>> BEGIN Excerpted text
ELLIS, GRANT K., Marathon, Perth, Western Australia, Australia, and SALLY E. PHILLIPS, Amdel Core Services, Frewville, South Australia, Australia

Oil is currently being produced from two clastic sequences in the Talisman field of the Dampier subbasin. The Late Jurassic to Early Cretaceous Angel Formation quartzarenites are characteristic of mass-flow deposits and the glauconitic nature of overlying Early Cretaceous Talisman Sandstone, reflects deposition on a continental shelf. These reservoirs have excellent porosity and permeability except in zones of authigenic siderite, ankerite, dolomite, and pyrite cementation which locally reduce reservoir quality. The Talisman structure, which is a tilted fault block, developed as a result of wrenching in the Early Cretaceous.
>> END Excerpted text
>> BEGIN Data section
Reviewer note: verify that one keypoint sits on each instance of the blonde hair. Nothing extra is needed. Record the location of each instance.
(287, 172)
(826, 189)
>> END Data section
Task goal
Transcribe the passage on the Talisman field from "Oil is currently" up to and including "the Early Cretaceous.".

Finished answer
Oil is currently being produced from two clastic sequences in the Talisman field of the Dampier subbasin. The Late Jurassic to Early Cretaceous Angel Formation quartzarenites are characteristic of mass-flow deposits and the glauconitic nature of overlying Early Cretaceous Talisman Sandstone, reflects deposition on a continental shelf. These reservoirs have excellent porosity and permeability except in zones of authigenic siderite, ankerite, dolomite, and pyrite cementation which locally reduce reservoir quality. The Talisman structure, which is a tilted fault block, developed as a result of wrenching in the Early Cretaceous.